--- Start of Recorded information ---

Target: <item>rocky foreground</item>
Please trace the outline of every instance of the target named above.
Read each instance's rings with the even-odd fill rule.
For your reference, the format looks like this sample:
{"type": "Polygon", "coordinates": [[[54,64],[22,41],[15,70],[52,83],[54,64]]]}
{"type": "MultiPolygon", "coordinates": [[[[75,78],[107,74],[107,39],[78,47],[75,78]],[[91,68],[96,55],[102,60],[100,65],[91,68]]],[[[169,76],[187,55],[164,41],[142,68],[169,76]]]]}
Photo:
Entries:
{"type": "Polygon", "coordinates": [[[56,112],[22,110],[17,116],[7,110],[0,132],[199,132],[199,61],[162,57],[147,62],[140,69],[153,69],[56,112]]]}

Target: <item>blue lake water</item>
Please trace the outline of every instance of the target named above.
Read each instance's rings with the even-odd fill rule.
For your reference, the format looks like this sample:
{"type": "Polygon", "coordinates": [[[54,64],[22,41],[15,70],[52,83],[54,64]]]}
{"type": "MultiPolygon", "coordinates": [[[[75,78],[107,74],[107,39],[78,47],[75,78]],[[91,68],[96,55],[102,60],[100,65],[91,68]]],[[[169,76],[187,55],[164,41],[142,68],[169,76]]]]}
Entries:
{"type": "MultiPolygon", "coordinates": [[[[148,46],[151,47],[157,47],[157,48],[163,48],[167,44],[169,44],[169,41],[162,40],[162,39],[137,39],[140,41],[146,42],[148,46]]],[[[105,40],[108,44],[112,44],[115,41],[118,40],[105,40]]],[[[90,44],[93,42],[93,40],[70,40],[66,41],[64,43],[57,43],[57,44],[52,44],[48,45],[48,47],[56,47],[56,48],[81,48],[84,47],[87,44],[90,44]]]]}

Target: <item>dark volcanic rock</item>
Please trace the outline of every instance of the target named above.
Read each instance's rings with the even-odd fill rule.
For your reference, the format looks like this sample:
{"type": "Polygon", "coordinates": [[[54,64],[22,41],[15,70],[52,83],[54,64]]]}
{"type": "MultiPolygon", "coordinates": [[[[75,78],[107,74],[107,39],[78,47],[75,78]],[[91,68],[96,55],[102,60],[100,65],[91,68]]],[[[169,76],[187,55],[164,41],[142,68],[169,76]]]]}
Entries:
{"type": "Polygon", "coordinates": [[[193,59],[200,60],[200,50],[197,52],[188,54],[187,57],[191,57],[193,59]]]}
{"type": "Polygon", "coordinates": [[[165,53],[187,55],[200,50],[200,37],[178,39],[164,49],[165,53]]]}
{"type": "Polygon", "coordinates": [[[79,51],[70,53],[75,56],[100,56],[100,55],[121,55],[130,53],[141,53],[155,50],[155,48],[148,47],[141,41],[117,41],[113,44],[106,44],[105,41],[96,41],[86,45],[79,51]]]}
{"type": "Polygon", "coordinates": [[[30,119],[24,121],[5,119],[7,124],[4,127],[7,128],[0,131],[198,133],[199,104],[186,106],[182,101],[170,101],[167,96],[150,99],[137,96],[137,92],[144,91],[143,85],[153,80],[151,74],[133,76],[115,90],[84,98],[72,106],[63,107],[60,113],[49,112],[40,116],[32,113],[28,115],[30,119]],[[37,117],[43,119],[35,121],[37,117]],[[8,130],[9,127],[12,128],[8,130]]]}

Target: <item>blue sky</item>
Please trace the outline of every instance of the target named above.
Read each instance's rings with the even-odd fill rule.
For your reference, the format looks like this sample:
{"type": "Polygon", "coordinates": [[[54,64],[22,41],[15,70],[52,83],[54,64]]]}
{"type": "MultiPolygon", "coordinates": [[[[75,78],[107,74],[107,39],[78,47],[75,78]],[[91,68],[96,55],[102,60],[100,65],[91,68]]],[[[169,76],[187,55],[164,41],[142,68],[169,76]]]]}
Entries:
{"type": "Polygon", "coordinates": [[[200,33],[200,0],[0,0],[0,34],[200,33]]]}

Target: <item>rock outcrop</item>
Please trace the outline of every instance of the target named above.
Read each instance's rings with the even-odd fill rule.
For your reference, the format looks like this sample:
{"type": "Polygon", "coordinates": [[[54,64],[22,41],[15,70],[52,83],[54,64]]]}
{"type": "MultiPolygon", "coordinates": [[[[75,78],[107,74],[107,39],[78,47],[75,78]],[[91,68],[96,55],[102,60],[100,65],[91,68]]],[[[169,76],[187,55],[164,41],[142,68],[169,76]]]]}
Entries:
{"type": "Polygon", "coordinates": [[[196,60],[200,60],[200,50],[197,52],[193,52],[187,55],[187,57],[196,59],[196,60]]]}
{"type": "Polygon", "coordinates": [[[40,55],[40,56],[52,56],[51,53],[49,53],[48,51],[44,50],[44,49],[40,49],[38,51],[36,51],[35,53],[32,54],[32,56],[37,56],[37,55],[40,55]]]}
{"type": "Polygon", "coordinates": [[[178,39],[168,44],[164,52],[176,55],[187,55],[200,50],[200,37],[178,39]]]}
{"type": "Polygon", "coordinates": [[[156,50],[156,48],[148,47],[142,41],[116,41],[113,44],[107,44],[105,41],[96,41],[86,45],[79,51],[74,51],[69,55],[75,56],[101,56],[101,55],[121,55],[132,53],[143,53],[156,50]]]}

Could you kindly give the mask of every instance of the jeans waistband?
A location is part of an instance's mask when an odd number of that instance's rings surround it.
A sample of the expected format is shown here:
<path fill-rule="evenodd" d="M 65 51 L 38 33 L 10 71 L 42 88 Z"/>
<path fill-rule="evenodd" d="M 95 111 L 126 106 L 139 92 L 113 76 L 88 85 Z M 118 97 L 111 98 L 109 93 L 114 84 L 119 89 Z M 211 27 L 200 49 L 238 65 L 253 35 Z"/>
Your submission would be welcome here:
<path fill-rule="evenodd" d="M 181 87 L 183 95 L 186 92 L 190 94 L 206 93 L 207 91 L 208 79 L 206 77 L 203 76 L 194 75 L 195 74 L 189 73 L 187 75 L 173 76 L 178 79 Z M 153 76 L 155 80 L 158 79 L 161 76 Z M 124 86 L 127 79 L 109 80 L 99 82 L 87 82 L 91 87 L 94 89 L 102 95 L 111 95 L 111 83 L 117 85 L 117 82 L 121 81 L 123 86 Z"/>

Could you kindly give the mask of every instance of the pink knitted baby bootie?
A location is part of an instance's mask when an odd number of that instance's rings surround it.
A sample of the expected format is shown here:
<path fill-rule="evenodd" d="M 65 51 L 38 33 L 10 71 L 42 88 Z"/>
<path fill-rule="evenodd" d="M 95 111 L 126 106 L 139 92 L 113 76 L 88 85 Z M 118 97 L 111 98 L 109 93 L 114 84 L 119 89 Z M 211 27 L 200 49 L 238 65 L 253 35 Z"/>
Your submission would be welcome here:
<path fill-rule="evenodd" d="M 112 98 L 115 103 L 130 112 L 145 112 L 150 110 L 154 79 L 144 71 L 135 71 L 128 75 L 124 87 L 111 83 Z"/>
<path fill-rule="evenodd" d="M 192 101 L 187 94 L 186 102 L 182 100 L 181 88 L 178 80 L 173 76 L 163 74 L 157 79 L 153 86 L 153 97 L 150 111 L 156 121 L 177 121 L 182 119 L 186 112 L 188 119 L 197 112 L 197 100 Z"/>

--- End of Recorded information ---

◆ Aim ◆
Extract the complete data, matching each line exactly.

◆ Answer to this exercise ◆
Target: <item>rocky foreground</item>
Please trace the outline of every instance of the target named above.
Read each instance's rings with the even-odd fill rule.
For your reference, the format looks like this sample:
{"type": "Polygon", "coordinates": [[[54,64],[22,41],[15,70],[52,83],[54,64]]]}
{"type": "MultiPolygon", "coordinates": [[[[75,78],[107,74],[107,39],[78,47],[75,78]],[[91,68],[96,55],[102,60],[100,65],[91,68]]],[[[169,76],[187,55],[164,41],[142,68],[169,76]]]]}
Photo:
Entries:
{"type": "Polygon", "coordinates": [[[56,112],[22,110],[17,116],[7,110],[0,132],[199,132],[199,61],[162,57],[147,62],[140,69],[153,69],[56,112]]]}

Target: <item>blue lake water</item>
Please trace the outline of every instance of the target named above.
Read each instance's rings with the even-odd fill rule.
For your reference, the format looks like this sample:
{"type": "Polygon", "coordinates": [[[54,64],[22,41],[15,70],[52,83],[54,64]]]}
{"type": "MultiPolygon", "coordinates": [[[[75,78],[107,74],[107,39],[78,47],[75,78]],[[91,68],[96,55],[102,60],[100,65],[91,68]]],[[[169,76],[187,55],[164,41],[142,68],[169,76]]]]}
Entries:
{"type": "MultiPolygon", "coordinates": [[[[148,46],[151,47],[157,47],[157,48],[163,48],[167,44],[169,44],[169,41],[162,40],[162,39],[137,39],[140,41],[146,42],[148,46]]],[[[105,40],[108,44],[112,44],[115,41],[118,40],[105,40]]],[[[90,44],[93,42],[93,40],[70,40],[66,41],[64,43],[57,43],[57,44],[52,44],[48,45],[48,47],[56,47],[56,48],[81,48],[84,47],[87,44],[90,44]]]]}

Target: <item>dark volcanic rock</item>
Please trace the outline of every instance of the target named above.
Read each instance's rings with the even-odd fill rule.
For your reference, the format looks like this sample:
{"type": "Polygon", "coordinates": [[[54,64],[22,41],[15,70],[52,83],[54,64]]]}
{"type": "MultiPolygon", "coordinates": [[[[75,78],[107,74],[107,39],[78,47],[75,78]],[[91,68],[96,55],[102,60],[100,65],[91,68]]],[[[169,76],[187,55],[164,41],[142,68],[169,76]]]]}
Entries:
{"type": "Polygon", "coordinates": [[[193,59],[200,60],[200,50],[197,52],[188,54],[187,57],[191,57],[193,59]]]}
{"type": "Polygon", "coordinates": [[[165,53],[187,55],[200,50],[200,37],[178,39],[164,49],[165,53]]]}
{"type": "Polygon", "coordinates": [[[79,51],[70,53],[75,56],[100,56],[100,55],[121,55],[130,53],[141,53],[155,50],[155,48],[148,47],[141,41],[117,41],[113,44],[106,44],[105,41],[96,41],[86,45],[79,51]]]}
{"type": "Polygon", "coordinates": [[[30,119],[24,121],[5,119],[7,124],[4,127],[7,128],[0,131],[198,133],[199,104],[186,106],[182,101],[170,101],[167,96],[150,99],[137,96],[137,92],[144,91],[143,85],[153,80],[151,74],[133,76],[115,90],[84,98],[72,106],[63,107],[60,113],[49,112],[40,116],[32,113],[28,115],[30,119]],[[37,117],[43,119],[35,121],[37,117]],[[8,130],[9,127],[12,128],[8,130]]]}

Target: <item>blue sky</item>
Please trace the outline of every instance of the target named above.
Read each instance's rings with the even-odd fill rule.
For your reference, the format looks like this sample:
{"type": "Polygon", "coordinates": [[[54,64],[22,41],[15,70],[52,83],[54,64]]]}
{"type": "MultiPolygon", "coordinates": [[[[75,78],[107,74],[107,39],[78,47],[75,78]],[[91,68],[96,55],[102,60],[100,65],[91,68]]],[[[169,76],[187,55],[164,41],[142,68],[169,76]]]]}
Entries:
{"type": "Polygon", "coordinates": [[[200,33],[200,0],[0,0],[0,34],[200,33]]]}

Target: <item>rock outcrop</item>
Please trace the outline of every instance of the target named above.
Read each instance's rings with the even-odd fill rule.
For your reference, the format looks like this sample:
{"type": "Polygon", "coordinates": [[[54,64],[22,41],[15,70],[52,83],[54,64]]]}
{"type": "MultiPolygon", "coordinates": [[[[75,78],[107,74],[107,39],[78,47],[75,78]],[[91,68],[96,55],[102,60],[100,65],[91,68]]],[[[169,76],[187,55],[164,41],[142,68],[169,76]]]]}
Entries:
{"type": "Polygon", "coordinates": [[[196,60],[200,60],[200,50],[197,52],[193,52],[187,55],[187,57],[196,59],[196,60]]]}
{"type": "Polygon", "coordinates": [[[40,55],[40,56],[52,56],[51,53],[49,53],[48,51],[44,50],[44,49],[40,49],[38,51],[36,51],[35,53],[32,54],[32,56],[37,56],[37,55],[40,55]]]}
{"type": "Polygon", "coordinates": [[[178,39],[168,44],[164,52],[176,55],[187,55],[200,50],[200,37],[178,39]]]}
{"type": "Polygon", "coordinates": [[[156,50],[156,48],[148,47],[142,41],[116,41],[113,44],[107,44],[105,41],[96,41],[86,45],[79,51],[74,51],[69,55],[75,56],[101,56],[101,55],[121,55],[132,53],[143,53],[156,50]]]}

Could you kindly give the mask of every instance of the jeans waistband?
A location is part of an instance's mask when an odd number of that instance's rings surround it.
A sample of the expected format is shown here:
<path fill-rule="evenodd" d="M 65 51 L 38 33 L 10 71 L 42 88 Z"/>
<path fill-rule="evenodd" d="M 95 111 L 126 106 L 139 92 L 113 76 L 88 85 Z M 118 97 L 111 98 L 109 93 L 114 84 L 119 89 Z M 211 27 L 200 49 L 238 65 L 253 35 Z"/>
Your submission would be welcome here:
<path fill-rule="evenodd" d="M 181 87 L 183 95 L 186 92 L 190 94 L 206 93 L 207 91 L 208 79 L 206 77 L 203 76 L 194 75 L 195 74 L 189 73 L 187 75 L 173 76 L 178 79 Z M 153 76 L 155 80 L 158 79 L 161 76 Z M 124 86 L 127 79 L 109 80 L 99 82 L 87 82 L 91 87 L 94 89 L 102 95 L 111 95 L 111 83 L 117 85 L 117 82 L 121 81 L 123 86 Z"/>

Could you kindly give the mask of every instance of the pink knitted baby bootie?
A location is part of an instance's mask when an odd number of that instance's rings surround it.
A sample of the expected format is shown here:
<path fill-rule="evenodd" d="M 65 51 L 38 33 L 10 71 L 42 88 Z"/>
<path fill-rule="evenodd" d="M 95 111 L 126 106 L 139 92 L 113 76 L 88 85 Z M 118 97 L 111 98 L 109 93 L 114 84 L 119 89 Z M 211 27 L 200 49 L 238 65 L 253 35 Z"/>
Your submission would be welcome here:
<path fill-rule="evenodd" d="M 112 98 L 115 103 L 130 112 L 145 112 L 150 110 L 154 79 L 144 71 L 135 71 L 128 75 L 124 87 L 111 83 Z"/>
<path fill-rule="evenodd" d="M 192 101 L 187 94 L 186 102 L 182 100 L 181 88 L 178 80 L 173 76 L 163 74 L 157 79 L 153 86 L 153 97 L 150 111 L 156 121 L 177 121 L 182 119 L 186 112 L 188 119 L 197 112 L 197 100 Z"/>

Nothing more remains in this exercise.